**EXTRACTED TEXT:**
Thursday, 18 August 2016

Beloved Cairo, here’s how we can fix you — together

Change is both a glacial process and an overnight phenomenon, as all of us have learned in the past decade. That’s the key thing to keep in mind as we draw our series to a close, asking in our fifth and final installment: When all is said and done, what can we do?

It starts with a change in mindset

It’s not enough to talk about capacity building, regulatory change and intra-agency coordination. If we’re going to make a dent in the average of four hours that each Cairene spends in transit each day and the number of homes needed for them, we need to change how we think about the housing and urban planning policies as well as governance at both the national and municipal levels.

A change in mindset starts with a clear-headed approach to policy, and as with anything, it’s less a case of coming up with a new solution as it is adapting proven strategies to our Egyptian reality. Charles Euchner, editor and writer at the Yale School of Management, is the man who coordinated Boston’s first citywide planning process back in 1965. As he sees it, the three tenets of a good urban plan are strong support from the central authority; a clear definition of the plan; and a rigorous process that involves broad engagement from all stakeholders, including the public and private sectors, civil society and professional organizations.

Boston isn’t Cairo, we all know that. But when it comes to housing policies that can have a transformative effect on cities, the rules of the game are largely universal.

Take Mexico, an example very similar to our own emerging-market reality, and you’ll see how transformation in the country’s housing sector began when the authorities took serious steps in 2012 with a new approach to housing and urban policy. How? They shifted from quantitative objectives for housing to the more qualitative goal of building more inclusive and sustainable cities that meet the needs of Mexicans from different income brackets.

That meant building homes that people can afford by working together with the private sector to come up with mutually rewarding business cases for addressing middle-income homeowners, providing adequate means to finance those homes and making sure the people will want to move into the new communities that are being developed — integrated communities, in other words, that allow people to live, work and play in a reasonably tight, focused geographic area.

Finding the “missing middle”

As this happens, the “missing middle” is key: Middle-income citizens (as we discussed in part 3 of this series) and small- and mid-sized businesses are the engines of national progress. Each is too often ignored by big business and government alike in favor of plans that focus on large-scale enterprises and low-income families. In doing so, we ignore perhaps 70% of the population — and, according to the Finance Ministry, the enterprises that account for perhaps 80% of the nation’s jobs (if you include very small and small enterprises in the SME definition).

**SUPPLIED ENTRIES:**
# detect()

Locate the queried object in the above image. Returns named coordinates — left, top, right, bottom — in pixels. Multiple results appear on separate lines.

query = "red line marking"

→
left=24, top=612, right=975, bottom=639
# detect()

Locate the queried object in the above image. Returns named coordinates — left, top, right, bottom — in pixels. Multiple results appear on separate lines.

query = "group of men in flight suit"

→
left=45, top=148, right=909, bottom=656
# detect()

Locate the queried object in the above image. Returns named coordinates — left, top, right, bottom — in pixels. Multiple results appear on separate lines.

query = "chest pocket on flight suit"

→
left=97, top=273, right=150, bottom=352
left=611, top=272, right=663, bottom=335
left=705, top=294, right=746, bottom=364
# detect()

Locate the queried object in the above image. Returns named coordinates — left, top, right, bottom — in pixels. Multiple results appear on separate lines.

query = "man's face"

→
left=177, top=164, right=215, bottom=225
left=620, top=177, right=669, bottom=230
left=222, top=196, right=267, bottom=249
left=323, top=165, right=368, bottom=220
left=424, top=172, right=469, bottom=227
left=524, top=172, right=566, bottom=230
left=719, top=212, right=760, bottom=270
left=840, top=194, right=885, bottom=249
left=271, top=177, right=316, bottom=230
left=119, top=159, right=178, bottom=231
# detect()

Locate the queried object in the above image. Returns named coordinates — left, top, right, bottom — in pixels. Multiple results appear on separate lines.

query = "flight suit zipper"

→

**THE REQUEST:**
Resume the article on fixing Cairo's housing and urban planning, starting after its last paragraph.

**ANSWER TO THE PROBLEM:**
It is, in other words, about integrated communities: Before we announce sweepingly-ambitious plans about new developments, let’s take a step back and look at who is going to live there, whether they’ll be able to afford to live there and whether they’ll actually want to live there.

As past experiences with Cairo’s satellite cities have shown, simply building units and expecting people to automatically move away from the city (the quantitative approach) is not a solution in and of itself. In some instances, this has created more of a problem because the new communities often lacked the proper infrastructure to support a resident population. Without public transportation, jobs and services in some of these areas, middle- and low-income families are unable to move. The result has been the row upon row of vacant middle-income homes we see in areas like Sheikh Zayed and Six October.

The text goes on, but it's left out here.